→ About this task
Return the data below, unchanged.

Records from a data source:

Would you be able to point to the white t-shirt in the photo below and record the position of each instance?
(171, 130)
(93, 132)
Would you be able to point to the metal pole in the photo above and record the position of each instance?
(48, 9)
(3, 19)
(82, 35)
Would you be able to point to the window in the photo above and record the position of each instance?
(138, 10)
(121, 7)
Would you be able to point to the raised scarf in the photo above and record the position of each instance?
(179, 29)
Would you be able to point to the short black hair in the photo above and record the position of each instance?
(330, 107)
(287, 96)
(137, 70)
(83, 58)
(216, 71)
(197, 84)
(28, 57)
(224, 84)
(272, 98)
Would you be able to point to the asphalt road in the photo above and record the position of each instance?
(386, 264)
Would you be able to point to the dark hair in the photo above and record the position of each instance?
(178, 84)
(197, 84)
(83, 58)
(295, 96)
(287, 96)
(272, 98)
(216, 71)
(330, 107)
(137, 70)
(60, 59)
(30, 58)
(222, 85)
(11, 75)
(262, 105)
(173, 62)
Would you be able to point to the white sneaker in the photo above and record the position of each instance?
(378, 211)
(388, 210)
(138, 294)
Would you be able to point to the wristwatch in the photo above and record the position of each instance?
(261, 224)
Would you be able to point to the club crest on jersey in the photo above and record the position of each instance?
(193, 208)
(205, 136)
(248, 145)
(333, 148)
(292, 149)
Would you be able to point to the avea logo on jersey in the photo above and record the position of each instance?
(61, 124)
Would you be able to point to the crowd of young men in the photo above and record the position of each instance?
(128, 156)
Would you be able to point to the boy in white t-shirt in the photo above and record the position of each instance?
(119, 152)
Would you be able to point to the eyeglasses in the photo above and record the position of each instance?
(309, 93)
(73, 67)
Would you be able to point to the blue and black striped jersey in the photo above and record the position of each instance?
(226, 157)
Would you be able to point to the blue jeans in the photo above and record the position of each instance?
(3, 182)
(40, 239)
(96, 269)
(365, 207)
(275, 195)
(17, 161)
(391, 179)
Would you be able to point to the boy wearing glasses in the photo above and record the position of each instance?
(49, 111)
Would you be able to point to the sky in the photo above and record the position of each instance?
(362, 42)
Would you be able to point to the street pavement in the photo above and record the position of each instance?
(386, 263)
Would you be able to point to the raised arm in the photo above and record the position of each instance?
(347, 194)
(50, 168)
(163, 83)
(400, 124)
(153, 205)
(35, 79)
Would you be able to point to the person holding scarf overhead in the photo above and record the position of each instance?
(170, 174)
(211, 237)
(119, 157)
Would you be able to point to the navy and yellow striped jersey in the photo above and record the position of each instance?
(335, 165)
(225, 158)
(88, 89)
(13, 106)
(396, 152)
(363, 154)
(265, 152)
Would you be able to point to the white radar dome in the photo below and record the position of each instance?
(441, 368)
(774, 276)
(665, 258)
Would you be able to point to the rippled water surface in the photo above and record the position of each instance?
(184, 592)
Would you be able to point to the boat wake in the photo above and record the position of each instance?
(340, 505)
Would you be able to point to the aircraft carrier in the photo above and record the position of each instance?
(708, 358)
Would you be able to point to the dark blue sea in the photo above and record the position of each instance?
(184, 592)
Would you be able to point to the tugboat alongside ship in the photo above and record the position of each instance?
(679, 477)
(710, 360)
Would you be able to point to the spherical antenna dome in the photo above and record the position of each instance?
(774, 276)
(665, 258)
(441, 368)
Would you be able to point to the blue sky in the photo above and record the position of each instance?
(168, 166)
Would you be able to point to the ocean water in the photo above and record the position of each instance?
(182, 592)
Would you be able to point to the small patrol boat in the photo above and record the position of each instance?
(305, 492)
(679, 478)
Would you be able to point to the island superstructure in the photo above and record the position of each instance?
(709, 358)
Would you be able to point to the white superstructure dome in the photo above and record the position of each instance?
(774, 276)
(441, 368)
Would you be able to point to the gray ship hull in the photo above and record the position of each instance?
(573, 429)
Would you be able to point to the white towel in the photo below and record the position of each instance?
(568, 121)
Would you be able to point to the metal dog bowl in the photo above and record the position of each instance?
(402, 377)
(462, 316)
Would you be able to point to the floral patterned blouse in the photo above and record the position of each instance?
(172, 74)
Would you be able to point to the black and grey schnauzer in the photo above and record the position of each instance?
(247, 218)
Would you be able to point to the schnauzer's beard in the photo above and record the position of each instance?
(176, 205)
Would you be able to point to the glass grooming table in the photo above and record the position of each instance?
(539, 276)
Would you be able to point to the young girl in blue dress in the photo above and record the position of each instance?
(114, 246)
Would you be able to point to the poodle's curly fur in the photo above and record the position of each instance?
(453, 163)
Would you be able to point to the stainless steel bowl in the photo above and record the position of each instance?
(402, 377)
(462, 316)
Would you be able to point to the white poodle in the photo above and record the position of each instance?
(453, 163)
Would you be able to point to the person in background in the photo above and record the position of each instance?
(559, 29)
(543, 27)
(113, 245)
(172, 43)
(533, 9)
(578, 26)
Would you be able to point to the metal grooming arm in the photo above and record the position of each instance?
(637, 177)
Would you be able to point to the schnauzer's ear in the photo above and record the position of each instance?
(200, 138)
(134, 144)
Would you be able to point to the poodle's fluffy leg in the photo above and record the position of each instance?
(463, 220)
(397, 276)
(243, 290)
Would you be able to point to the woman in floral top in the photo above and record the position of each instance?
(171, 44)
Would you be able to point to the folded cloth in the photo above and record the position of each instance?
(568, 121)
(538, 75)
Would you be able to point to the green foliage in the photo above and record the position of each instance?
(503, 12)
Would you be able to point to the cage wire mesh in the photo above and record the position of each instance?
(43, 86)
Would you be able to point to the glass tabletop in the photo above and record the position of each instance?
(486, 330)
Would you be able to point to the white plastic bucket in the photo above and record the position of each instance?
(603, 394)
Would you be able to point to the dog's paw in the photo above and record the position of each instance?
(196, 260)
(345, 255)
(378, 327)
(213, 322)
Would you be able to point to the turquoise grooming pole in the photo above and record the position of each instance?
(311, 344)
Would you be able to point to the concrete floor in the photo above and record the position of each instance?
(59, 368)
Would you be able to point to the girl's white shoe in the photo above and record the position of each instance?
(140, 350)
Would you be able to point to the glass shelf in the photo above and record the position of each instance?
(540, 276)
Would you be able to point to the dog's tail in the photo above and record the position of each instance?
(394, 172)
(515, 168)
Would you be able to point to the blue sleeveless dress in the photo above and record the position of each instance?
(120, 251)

→ Task response
Would you be able to point to the white t-shirt in the photo below and record the position of each instance?
(171, 130)
(93, 132)
Would you be able to point to the metal pole in the photo above and record the position of each instance?
(48, 9)
(3, 19)
(82, 35)
Would you be able to point to the window in the photo above and record the position of each instance?
(138, 10)
(121, 7)
Would you be able to point to the raised scarf in the photo above and record the position of each instance?
(179, 29)
Would you be able to point to the short black hair in the photo above and record the position of each instance?
(330, 107)
(287, 96)
(137, 70)
(83, 58)
(216, 71)
(197, 84)
(28, 57)
(224, 84)
(272, 98)
Would you be able to point to the asphalt road in the photo above and record the position of each instance?
(386, 264)
Would you be able to point to the dark hair in the photo above and record the position of each instance?
(178, 84)
(197, 84)
(83, 58)
(295, 96)
(287, 96)
(272, 98)
(216, 71)
(330, 107)
(137, 70)
(60, 59)
(30, 58)
(222, 85)
(11, 75)
(262, 105)
(173, 62)
Would you be able to point to the white sneaker in the photo above and record the position of each instance?
(378, 211)
(388, 210)
(138, 294)
Would you be able to point to the wristwatch in the photo above and record the position of each instance?
(261, 224)
Would you be able to point to the club crest on jersey in the photo above and record the position of each instance?
(193, 208)
(205, 136)
(248, 145)
(333, 148)
(292, 149)
Would you be able to point to the avea logo on jersey in the photo above and record the position of each instance?
(61, 124)
Would you be able to point to the crowd of young men in the photo above and record the position of each instance?
(128, 156)
Would you be able to point to the boy in white t-shirt in the photo above and record the position of each instance?
(119, 152)
Would you be able to point to the eyeglasses in the photo above and record the position of each instance?
(309, 93)
(73, 67)
Would you be able to point to the blue and black striped jersey in the photo above and record the position of each instance?
(226, 157)
Would you be able to point to the blue jeans in the photo above and record the position of each instance?
(3, 182)
(40, 239)
(96, 269)
(365, 207)
(275, 195)
(17, 161)
(391, 179)
Would you be able to point to the boy wearing glasses in the photo above and record the position of each instance?
(49, 111)
Would you be able to point to the sky in the photo above and record the position of each instance?
(362, 42)
Would you be able to point to the street pavement in the photo above and record the position of each instance?
(386, 263)
Would you be able to point to the raised arm in the photo above and record the position of each instance?
(347, 194)
(50, 168)
(163, 83)
(400, 124)
(153, 205)
(35, 79)
Would you be able to point to the person holding scarf overhead in the photo above and record the position of each instance?
(170, 174)
(211, 237)
(119, 157)
Would you be able to point to the navy and yellow striped jersey in the photo above and record the position of each instance?
(335, 165)
(225, 158)
(88, 89)
(13, 106)
(396, 152)
(363, 154)
(265, 152)
Would you be able to point to the white radar dome in the photo below and record the position of each instance?
(441, 368)
(774, 276)
(665, 258)
Would you be able to point to the rippled water surface in the photo above and record the position of each instance?
(184, 592)
Would you be able to point to the boat wake in the photo above and record the position of each instance?
(340, 505)
Would you be able to point to the aircraft carrier in the photo above and record the position of each instance?
(708, 358)
Would you be able to point to the dark blue sea in the photo above and record the position of each instance?
(184, 592)
Would you be able to point to the tugboat alongside ship in the photo above and record the position of each instance?
(679, 477)
(710, 360)
Would you be able to point to the spherical antenna dome in the photo above and record the position of each instance?
(774, 276)
(665, 258)
(441, 368)
Would you be able to point to the blue sky in the photo above and record the position of each instance?
(168, 166)
Would you be able to point to the ocean water in the photo above and record the position of each instance?
(182, 592)
Would you be able to point to the small patrol boat in the photo above and record the position of each instance?
(305, 492)
(679, 478)
Would you be able to point to the island superstructure in the photo above and record the position of each instance?
(709, 358)
Would you be able to point to the white superstructure dome in the photo above and record the position of each instance?
(774, 276)
(441, 368)
Would you be able to point to the gray ship hull in the photo above and record the position of each instance?
(573, 429)
Would you be able to point to the white towel in the photo below and record the position of each instance?
(568, 121)
Would you be able to point to the metal dog bowl in the photo above and record the position of each instance?
(402, 377)
(462, 316)
Would you be able to point to the floral patterned blouse in the photo above and record the position of each instance?
(172, 74)
Would you be able to point to the black and grey schnauzer in the photo above and record the position of each instance?
(247, 218)
Would you be able to point to the schnauzer's beard in the photo above and record the position of each instance?
(176, 205)
Would you be able to point to the glass grooming table in the photo above and record the position of each instance?
(539, 276)
Would you be able to point to the young girl in blue dress in the photo above and record the position of each instance?
(114, 246)
Would you be able to point to the poodle's curly fur in the photo above and record the position of each instance?
(453, 163)
Would you be able to point to the stainless steel bowl in the photo above and record the position of each instance?
(402, 377)
(462, 316)
Would you be able to point to the white poodle in the photo above and record the position of each instance?
(453, 163)
Would you be able to point to the person in background in the photo above and record the position of each instance?
(559, 29)
(543, 27)
(113, 245)
(172, 43)
(533, 9)
(578, 26)
Would you be able to point to the metal grooming arm in the photo above and record the position of each instance?
(637, 177)
Would you be able to point to the schnauzer's ear in the photo above and record the position of each instance?
(200, 138)
(134, 144)
Would you be able to point to the poodle's fluffy leg in the photo above and record the position of each instance?
(463, 220)
(397, 276)
(243, 290)
Would you be able to point to the woman in floral top in the photo above and record the position of each instance?
(171, 44)
Would you be able to point to the folded cloth in the photo above and record the position of each instance?
(568, 121)
(538, 75)
Would you be able to point to the green foliage in the photo above and record the position of each instance?
(503, 12)
Would you be able to point to the cage wire mesh in the photo above and record the position of each instance?
(43, 86)
Would you be able to point to the glass tabletop in the photo above and record the position of each instance?
(486, 330)
Would you be able to point to the white plastic bucket in the photo above and record the position of each instance?
(603, 394)
Would you be able to point to the dog's paw in the photo above and record the position of each instance?
(196, 260)
(345, 255)
(378, 327)
(213, 322)
Would you be able to point to the turquoise grooming pole in the photo above and record the position of each instance?
(311, 344)
Would you be able to point to the concrete floor in the photo above and record the position of each instance?
(59, 368)
Would you be able to point to the girl's white shoe in the photo above and record the position of each instance?
(140, 350)
Would you be able to point to the glass shelf in the photo above and record the position of each instance?
(540, 276)
Would you be able to point to the dog's tail in the photo above and record the position of each instance?
(394, 172)
(515, 168)
Would you be able to point to the blue sleeveless dress in the photo above and record the position of each instance?
(120, 251)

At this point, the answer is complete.